Task brief »
Print the first line of the material below and each line after it, exactly as written, ending with the line that contains "positive clicks: (52, 150) (86, 0)".

Data supplied »
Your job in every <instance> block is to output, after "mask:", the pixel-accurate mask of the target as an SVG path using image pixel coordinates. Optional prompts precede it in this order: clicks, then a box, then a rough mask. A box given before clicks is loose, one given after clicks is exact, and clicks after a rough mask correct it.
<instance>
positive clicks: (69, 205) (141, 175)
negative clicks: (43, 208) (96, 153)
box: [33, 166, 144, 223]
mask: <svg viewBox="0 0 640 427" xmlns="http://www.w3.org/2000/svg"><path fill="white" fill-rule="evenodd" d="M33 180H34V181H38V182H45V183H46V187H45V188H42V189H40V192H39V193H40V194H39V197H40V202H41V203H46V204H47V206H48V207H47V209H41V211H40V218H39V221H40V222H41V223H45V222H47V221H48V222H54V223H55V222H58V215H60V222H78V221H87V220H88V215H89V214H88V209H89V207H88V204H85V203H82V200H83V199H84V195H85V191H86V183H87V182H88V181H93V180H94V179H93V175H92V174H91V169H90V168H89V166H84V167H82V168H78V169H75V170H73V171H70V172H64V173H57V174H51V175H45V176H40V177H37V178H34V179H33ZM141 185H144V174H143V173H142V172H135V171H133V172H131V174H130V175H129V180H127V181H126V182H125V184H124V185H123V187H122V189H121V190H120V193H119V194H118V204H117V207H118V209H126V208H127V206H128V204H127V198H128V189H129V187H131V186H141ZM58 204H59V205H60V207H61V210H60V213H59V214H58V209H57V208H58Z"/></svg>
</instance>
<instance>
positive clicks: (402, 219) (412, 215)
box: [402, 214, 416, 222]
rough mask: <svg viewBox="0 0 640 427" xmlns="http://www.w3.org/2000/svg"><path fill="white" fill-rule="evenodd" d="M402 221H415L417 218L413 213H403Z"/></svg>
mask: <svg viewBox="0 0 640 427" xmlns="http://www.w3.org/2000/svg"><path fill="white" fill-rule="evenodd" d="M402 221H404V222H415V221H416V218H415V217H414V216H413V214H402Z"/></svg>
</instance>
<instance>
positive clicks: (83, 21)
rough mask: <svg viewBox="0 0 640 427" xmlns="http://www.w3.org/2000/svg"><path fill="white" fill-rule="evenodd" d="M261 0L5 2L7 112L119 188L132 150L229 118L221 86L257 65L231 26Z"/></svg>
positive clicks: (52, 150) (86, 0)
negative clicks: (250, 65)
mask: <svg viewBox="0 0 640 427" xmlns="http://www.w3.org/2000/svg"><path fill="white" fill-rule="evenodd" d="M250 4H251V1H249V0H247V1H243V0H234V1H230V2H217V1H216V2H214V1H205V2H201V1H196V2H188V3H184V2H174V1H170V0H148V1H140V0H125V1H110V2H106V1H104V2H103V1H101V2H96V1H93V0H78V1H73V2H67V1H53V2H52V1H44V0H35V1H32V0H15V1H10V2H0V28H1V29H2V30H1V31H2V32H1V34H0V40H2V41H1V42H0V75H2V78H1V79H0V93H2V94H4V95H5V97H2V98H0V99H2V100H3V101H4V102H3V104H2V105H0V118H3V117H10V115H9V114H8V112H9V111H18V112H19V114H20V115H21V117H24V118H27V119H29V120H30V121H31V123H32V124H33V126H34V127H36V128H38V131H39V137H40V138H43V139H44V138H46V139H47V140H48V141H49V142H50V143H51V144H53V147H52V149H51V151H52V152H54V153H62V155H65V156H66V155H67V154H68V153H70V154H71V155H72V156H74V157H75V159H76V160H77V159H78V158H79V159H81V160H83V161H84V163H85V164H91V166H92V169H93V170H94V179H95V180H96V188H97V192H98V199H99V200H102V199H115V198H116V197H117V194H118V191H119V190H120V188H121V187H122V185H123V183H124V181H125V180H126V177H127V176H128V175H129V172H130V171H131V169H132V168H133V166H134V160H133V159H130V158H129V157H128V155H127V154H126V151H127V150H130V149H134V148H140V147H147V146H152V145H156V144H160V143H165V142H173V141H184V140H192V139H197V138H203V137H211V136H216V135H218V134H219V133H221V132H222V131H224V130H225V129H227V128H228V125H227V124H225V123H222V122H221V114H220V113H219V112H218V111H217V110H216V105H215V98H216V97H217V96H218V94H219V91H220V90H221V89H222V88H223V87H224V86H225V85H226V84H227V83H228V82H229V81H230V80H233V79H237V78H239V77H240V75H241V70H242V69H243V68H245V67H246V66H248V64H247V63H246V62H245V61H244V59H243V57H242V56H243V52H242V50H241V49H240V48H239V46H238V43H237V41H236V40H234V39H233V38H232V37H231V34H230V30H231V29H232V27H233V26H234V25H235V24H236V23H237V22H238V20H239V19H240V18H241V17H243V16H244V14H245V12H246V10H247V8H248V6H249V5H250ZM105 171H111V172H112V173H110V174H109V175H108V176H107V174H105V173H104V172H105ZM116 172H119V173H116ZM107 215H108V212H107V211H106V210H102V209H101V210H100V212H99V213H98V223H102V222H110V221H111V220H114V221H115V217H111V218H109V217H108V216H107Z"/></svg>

Task answer »
Your job in every <instance> block is to output, after "mask:", the pixel-accurate mask of the target as an SVG path using image pixel coordinates. Optional prompts precede it in this order: clicks, then a box, then a rough mask. A box given before clicks is loose, one given after clicks is exact, and clicks after a rough mask correct it.
<instance>
positive clicks: (69, 205) (141, 175)
negative clicks: (43, 208) (96, 153)
box: [33, 166, 144, 223]
mask: <svg viewBox="0 0 640 427" xmlns="http://www.w3.org/2000/svg"><path fill="white" fill-rule="evenodd" d="M33 180H34V181H38V182H45V183H46V187H45V188H42V189H40V192H39V193H40V194H39V197H40V202H41V203H46V204H47V206H48V207H47V209H41V211H40V218H39V221H40V222H41V223H45V222H47V221H48V222H54V223H55V222H58V215H60V222H78V221H87V220H88V215H89V214H88V209H89V207H88V204H85V203H82V200H83V199H84V195H85V191H86V183H87V182H88V181H93V180H94V179H93V175H92V174H91V169H90V168H89V166H84V167H82V168H78V169H75V170H73V171H70V172H64V173H57V174H51V175H45V176H40V177H37V178H34V179H33ZM141 185H144V174H143V173H142V172H135V171H133V172H131V174H130V175H129V180H127V181H126V182H125V184H124V185H123V187H122V189H121V190H120V193H119V194H118V204H117V207H118V209H126V208H127V206H128V204H127V198H128V189H129V187H131V186H141ZM58 204H59V205H60V207H61V210H60V213H59V214H58V209H57V208H58Z"/></svg>
</instance>
<instance>
positive clicks: (402, 219) (412, 215)
box: [402, 214, 416, 222]
rough mask: <svg viewBox="0 0 640 427" xmlns="http://www.w3.org/2000/svg"><path fill="white" fill-rule="evenodd" d="M402 221H415L417 218L413 213H403Z"/></svg>
mask: <svg viewBox="0 0 640 427" xmlns="http://www.w3.org/2000/svg"><path fill="white" fill-rule="evenodd" d="M402 221H404V222H415V221H416V218H415V217H414V216H413V214H402Z"/></svg>
</instance>
<instance>
positive clicks: (83, 21)
rough mask: <svg viewBox="0 0 640 427" xmlns="http://www.w3.org/2000/svg"><path fill="white" fill-rule="evenodd" d="M261 0L5 2L7 112L119 188L132 150L229 118L221 86L257 65L231 26Z"/></svg>
positive clicks: (52, 150) (86, 0)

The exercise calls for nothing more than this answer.